課題の要件 =>
1. 唾液分泌試験の本文によると、試験当日は何時以降の飲食が禁止されましたか。
2. 唾液分泌試験の本文を、最後の文のあとから書き継ぎなさい。

***** 選択テキスト *****

研究対象者には、“試験の同意日から最終試験日まで、それまでの生活習慣を変えないこと”、“口内の乾燥緩和が期待できる食品や医薬品を摂取しないこと”、“試験日前日は日常生活を逸脱する過食や節食、睡眠不足、過度の労作を避け、夜更かしや飲酒をしないこと”を遵守させた。
【0067】
試験当日のスケジュールを
図5に示す。
試験当日の朝は歯磨きをすることとし、8:30以降の飲食を禁止した。マスクを着用してAM10:30に試験室(室温22℃程度に調整)に入室してもらい、30mLの脱イオン水で口内を30秒間すすがせた。マスクを装着した状態で、15分間座位で安静にしてもらった。15分後、手を膝に置き、頭を下げて目を開けて机の手前を見る姿勢をとり、口内の唾液を全て飲み込み、マスクを装着したまま5分間唾液を飲まずに下唇の後ろに溜めてもらい、口の中にたまった唾液全量をプラスチックカップに吐き出してもらった。唾液を溜めている間はできる限り動かず、かつ舌を動かさないよう指示した。唾液吐出後に唇に付着した唾液は拭き取り紙(キムワイプ、日本製紙クレシア製)で拭って、拭き取り紙ごとプラスチックカップに入れるよう指示した。事前にプラスチックカップと拭き取り紙の合計重量を計量しておき、唾液採取後の重量との差を唾液分泌量とした。採取時間(5分)で除した値を介入前の唾液分泌速度(g/分)とした。
【0068】
次いで、後述する方法で被験食品を1分間かけて摂取させた。その後、マスクを装着し、唾液を全て飲み込んでから、同じ方法で唾液分泌量を測定し、介入後の唾液分泌速度(g/分)を算出した。
【0069】
被験食品は次の手順で摂取した。被験食品は試験前に25℃程度に保温し、100mLを2つの蓋付紙コップに50mLずつに分けて研究対象者に提供した(尚、蓋付紙コップは、視覚的プラセボ効果を完全に排除するために使用した)。被験食品は蓋の飲み口から飲用させた。ただし、2カップ分100mLを4口(1カップ分50mLを2口)に分けて、1口10秒間口に含ませる含み飲みにより飲用させた。飲用間隔を調整し、1口当たり15秒程度を目安とし、全量4口を1分間かけて飲み切るよう指示した。尚、各研究対象者に対し、試験飲料とプラセボ飲料を入れ替え、2日間試験を行った。

***** 入力データ *****

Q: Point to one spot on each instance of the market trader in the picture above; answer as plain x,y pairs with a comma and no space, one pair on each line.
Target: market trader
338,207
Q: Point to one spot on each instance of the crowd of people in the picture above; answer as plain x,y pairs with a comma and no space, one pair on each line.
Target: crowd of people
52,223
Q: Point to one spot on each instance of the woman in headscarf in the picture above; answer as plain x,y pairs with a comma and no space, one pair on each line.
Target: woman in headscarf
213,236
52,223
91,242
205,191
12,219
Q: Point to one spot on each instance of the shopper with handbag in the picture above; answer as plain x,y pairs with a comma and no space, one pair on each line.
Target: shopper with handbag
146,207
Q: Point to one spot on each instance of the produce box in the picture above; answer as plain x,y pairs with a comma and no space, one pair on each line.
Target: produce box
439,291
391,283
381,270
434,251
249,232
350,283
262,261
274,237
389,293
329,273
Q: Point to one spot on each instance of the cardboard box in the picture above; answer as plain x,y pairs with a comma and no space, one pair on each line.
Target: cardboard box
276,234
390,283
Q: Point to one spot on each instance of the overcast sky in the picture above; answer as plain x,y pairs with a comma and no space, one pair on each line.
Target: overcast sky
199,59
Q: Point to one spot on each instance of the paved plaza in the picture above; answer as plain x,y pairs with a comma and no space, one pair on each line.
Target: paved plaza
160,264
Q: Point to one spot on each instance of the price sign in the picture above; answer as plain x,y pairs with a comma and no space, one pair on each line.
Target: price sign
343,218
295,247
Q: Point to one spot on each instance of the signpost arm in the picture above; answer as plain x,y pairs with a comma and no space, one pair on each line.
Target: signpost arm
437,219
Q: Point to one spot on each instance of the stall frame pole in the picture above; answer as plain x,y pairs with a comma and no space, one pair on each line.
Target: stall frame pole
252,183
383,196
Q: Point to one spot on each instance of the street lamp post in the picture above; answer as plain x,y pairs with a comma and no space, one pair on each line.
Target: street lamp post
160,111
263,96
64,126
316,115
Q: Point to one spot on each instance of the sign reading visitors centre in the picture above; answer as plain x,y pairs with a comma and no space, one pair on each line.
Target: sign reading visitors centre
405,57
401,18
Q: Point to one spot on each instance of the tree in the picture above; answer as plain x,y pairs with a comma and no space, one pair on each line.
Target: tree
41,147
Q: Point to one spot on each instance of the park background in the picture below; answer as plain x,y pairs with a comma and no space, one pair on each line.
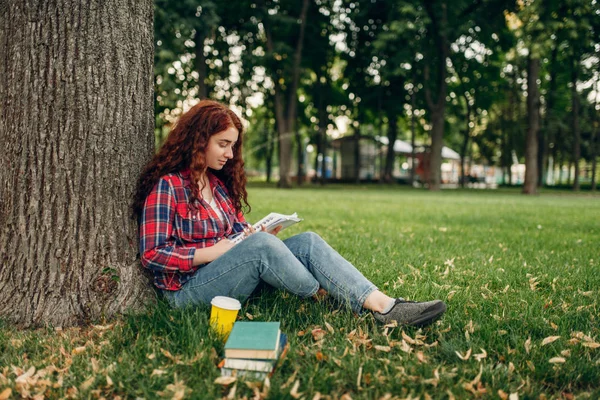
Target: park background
325,87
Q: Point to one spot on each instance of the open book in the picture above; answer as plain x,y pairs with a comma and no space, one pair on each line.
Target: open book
271,221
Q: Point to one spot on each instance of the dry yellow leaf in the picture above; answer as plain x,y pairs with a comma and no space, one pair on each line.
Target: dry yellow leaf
318,334
294,392
465,357
408,338
591,345
557,360
549,340
5,395
329,327
87,383
225,380
480,356
387,349
405,347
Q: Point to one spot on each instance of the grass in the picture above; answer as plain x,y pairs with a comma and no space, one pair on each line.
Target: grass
519,275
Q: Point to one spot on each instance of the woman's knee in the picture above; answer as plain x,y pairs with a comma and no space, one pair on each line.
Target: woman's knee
264,241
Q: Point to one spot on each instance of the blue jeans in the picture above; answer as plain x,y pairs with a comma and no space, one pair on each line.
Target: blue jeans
301,265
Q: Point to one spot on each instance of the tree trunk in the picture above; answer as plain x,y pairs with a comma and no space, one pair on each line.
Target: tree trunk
437,108
533,116
391,155
594,139
76,124
413,124
200,63
269,155
465,144
545,137
300,155
575,126
285,113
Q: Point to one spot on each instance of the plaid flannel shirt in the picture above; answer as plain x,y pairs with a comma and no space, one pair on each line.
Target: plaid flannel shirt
170,233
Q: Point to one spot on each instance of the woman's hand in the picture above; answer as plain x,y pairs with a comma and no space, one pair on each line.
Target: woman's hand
273,231
208,254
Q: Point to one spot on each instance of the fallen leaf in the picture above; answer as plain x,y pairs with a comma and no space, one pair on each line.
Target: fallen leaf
103,327
557,360
318,334
405,347
465,357
549,340
387,349
480,356
408,338
225,380
294,392
95,366
531,366
329,327
528,345
231,394
320,357
87,383
591,345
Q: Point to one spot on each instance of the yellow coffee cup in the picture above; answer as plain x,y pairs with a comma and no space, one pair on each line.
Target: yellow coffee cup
223,313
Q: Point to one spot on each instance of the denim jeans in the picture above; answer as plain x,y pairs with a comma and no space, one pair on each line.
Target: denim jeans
301,265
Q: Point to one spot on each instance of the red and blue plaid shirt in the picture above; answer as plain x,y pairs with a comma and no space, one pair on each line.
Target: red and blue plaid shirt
170,232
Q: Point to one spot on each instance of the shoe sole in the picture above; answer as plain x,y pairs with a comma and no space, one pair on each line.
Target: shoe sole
429,316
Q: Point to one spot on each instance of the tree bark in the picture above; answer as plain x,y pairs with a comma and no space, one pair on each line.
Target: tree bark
413,123
285,112
439,28
391,154
594,139
533,118
200,63
545,138
575,126
76,123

*****

解答 =>
1. 8:30以降の飲食が禁止されました。

2.
【0070】
(4)評価項目
介入前後の唾液分泌速度の変化を評価した。
(5)統計解析
データは、平均値±標準誤差で示した。
統計解析は、IBM SPSS Statistics(Ver.25)を用いて実施し、有意水準は両側5%とした。
群間の比較は、Wilcoxon符号付順位検定により行った。
【0071】
(6)結果
図6に示す通り、カテキン類を含まないローカストビーンガム配合飲料(プラセボ飲料)と比較し、試験飲料の単回摂取により唾液分泌が有意に促進された。
本結果から、当該発明は、高齢者向け飲料、嚥下障害者向け飲料等の粘度を付与した食品形態にも適用できることが確認された。
【0072】
(7)層別解析
シェーングレーン症候群の診断基準の1つに、10分間の吐唾法での唾液分泌量が1mL以下(0.1mL/分)という基準が設けられている。唾液はほとんど水分であるため、比重1とすると、介入前の唾液分泌速度が0.1g/分以下の研究対象者は、シェーングレーン症候群の診断基準の1つを満たす可能性が考えられる。
そこで、2日間の試験における介入前唾液分泌速度の平均が0.1g/分以下の研究対象者(非健常者の疑いがある者)7名と、0.1g/分を超える研究対象者(健常者)22名とに分けて結果を解析した。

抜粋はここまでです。